= 本文 =
「バイスタンダー」とは、医療用語では応急処置や心肺蘇生といった、救助に携わった第三者のことを指しますが、ハラスメントや差別の文脈では、「ハラスメントや差別、性暴力などが起きた時、その現場に居合わせた第三者のこと」という意味で使われています。何らかの被害を受けている時、 受けそうな時に周りの人が介入することで、事態を悪化させない、予防するといった効果があり、“差別の抑止力”として注目されています。このトレーニングでは、目の前で困っている人がいる時に、何らかの行動を起こすための知識の共有と実践を行います。
メディア関係者や記者職の方にぜひおすすめしたいトレーニングです。記者(特に日本の)は何かと第三者であることと同時に「中立であること」に縛られがちです。でも、それが行きすぎて、逆に公平性をかいてしまったり、弱者や被害者をかえってないがしろにしてしまったりということがあるかと思います。そんな「中立」に悩まされた時に「自分の身の安全をしっかり確保しつつ、困っている人・助けたい人への適切な介入の仕方を学ぶ」というバイスタンダーの講座は、書き手として「何をどう語るべきか」という、自分なりの判断の軸を固める良いきっかけになりました。バイスタンダーの概念や「第三者の適切な介入の仕方は必ずある」ことを知ることは、取材へのスタンスを考えるきっかけになると思います。
三木 いずみさん
フリーランス記者
25年以上前、ある発表の場で外国人のメンバーが発言した時に日本語の発音が正確にできなくて、その言葉を発するたびに周りがクスクス笑うという場面にいたことがありました。その時私はとても腹が立ち、「あなたたちは外国に行って、同じように皆の前で話すことができるのか」と言いたい気持ちになりました。でも、できなかった。それは多分、周りから浮きたくなかったからだと思います。その当人は、そんなことを軽々と乗り越えて皆と仲良くしていました。でも、私は今でもその時のことを思い出すたびに、胸がチクッと痛みます。その日本語の言葉が何だったかもはっきりと覚えています。当時このワークショップを受けていたら、何か違ったかもしれません。「行動するためのバイスタンダー・トレーニング」は自分以外の誰かのため(だけ)ではなく、自分のためのトレーニングでもあると思います。

= 取り組む課題 =
[1] バイスタンダー・トレーニングについての文章に照らして、次の(a)〜(c)が合っているかどうかを「はい」か「いいえ」で答え、判断の根拠となる文章中の語句をそのまま引用してください。(a) 医療用語では、バイスタンダーは救助に携わった第三者を意味する。(b) 日本の記者は「中立であること」にとらわれることがない。(c) 25年以上前の発表の場で笑われた外国人のメンバーは、周りと打ち解けられなかった。
[2] バイスタンダー・トレーニングについての文章から、「メディア関係者や記者職の方に」を含む語句で始まり「るきっかけになると思います。」で終わる部分を抜き出し、「講座」を「研修」に置き換えて書き直してください。
[3] バイスタンダー・トレーニングについての文章の続きを、最後の文の後から書いてください。
素材はここでの作業にはまったく使いません。

= データ部分 =
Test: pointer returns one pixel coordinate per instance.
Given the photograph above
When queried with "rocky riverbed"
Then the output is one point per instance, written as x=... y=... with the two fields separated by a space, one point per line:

= 解答 =
[1]
(a) はい。『医療用語では応急処置や心肺蘇生といった、救助に携わった第三者のことを指します』
(b) いいえ。『記者(特に日本の)は何かと第三者であることと同時に「中立であること」に縛られがちです』
(c) いいえ。『その当人は、そんなことを軽々と乗り越えて皆と仲良くしていました』

[2]
メディア関係者や記者職の方にぜひおすすめしたいトレーニングです。記者(特に日本の)は何かと第三者であることと同時に「中立であること」に縛られがちです。でも、それが行きすぎて、逆に公平性をかいてしまったり、弱者や被害者をかえってないがしろにしてしまったりということがあるかと思います。そんな「中立」に悩まされた時に「自分の身の安全をしっかり確保しつつ、困っている人・助けたい人への適切な介入の仕方を学ぶ」というバイスタンダーの研修は、書き手として「何をどう語るべきか」という、自分なりの判断の軸を固める良いきっかけになりました。バイスタンダーの概念や「第三者の適切な介入の仕方は必ずある」ことを知ることは、取材へのスタンスを考えるきっかけになると思います。

[3]
船山 和泉さん
大学教員/コーチ/茶道講師
日本社会では経済成長が鈍化し、少なからぬ国民が貧困層になり、自然災害も頻発し、政治は迷走したまま行き場のない社会へと変わりつつある。経済成長による幸せという幻想を保てなくなった今、本当の豊かな生き方(Well-Being)とは何かを考えさせる教育が求められている。大学教育の現場の片隅で学生たちの声を聞いていると、日常生活や人間関係におこるトラブルに過剰なほどの防衛・回避反応(その典型が「知らぬふり」)をとり、そうしたことしかできない自分自身にさらに苦しんでいることがわかってきた。このワークショップを受講して、この学びこそ、苦しみの最中にある学生らの心を癒し、前へ進む勇気を与えてくれるものだと確信した。人間関係に敏感になり、社会との接点が多くなる高校生から大学生ぐらいの世代においてこのトレーニングを体験する機会が多くなれば、日本はWell-Beingな社会へと歩み出せるようになるに違いない。
聞間 理さん
九州産業大学商学部教授
他人のために何ができるか。専門家ではない、ごく普通の一般人にはただ寄り添う、傍らに立つこと以外にできることはさほど多くはないと思う。ただ、そのためのノウハウを知っているかどうかは大きな違いになる。バイスタンダー・トレーニングではそんなことを感じた。その一方で挙げられた事例に似た場面に複数回遭遇した経験からは「危ない!」という一声が事態悪化を防いだのかもしれないという気づきも。黙っているのではなく、とりあえず、一声、一足。踏み出すための知恵と勇気を得られたと思う。
中川 寛子さん
株式会社東京情報堂 代表取締役
「あの人辛そう。助けてあげたい。でもどうしよう。私も怖いし」。そんな思いを持ったことがある方は沢山いますよね。思いがけず目撃者になる「差別」や「暴力」「ハラスメント」。日本は他人に手を貸す人が諸外国と比べて少ないそうですが、実はみんな知らないふりをしたいわけでななくて、やり方を知らないだけかもしれない。バイスタンダーとしての「あり方」を知り「介入方法」のパターンを知ることで、もう見て見ぬ振りをしなくて済むかもしれません。そんなことを学べるトレーニング。世界をもっと良きものに変えていける勇気と自信をもらえますよ。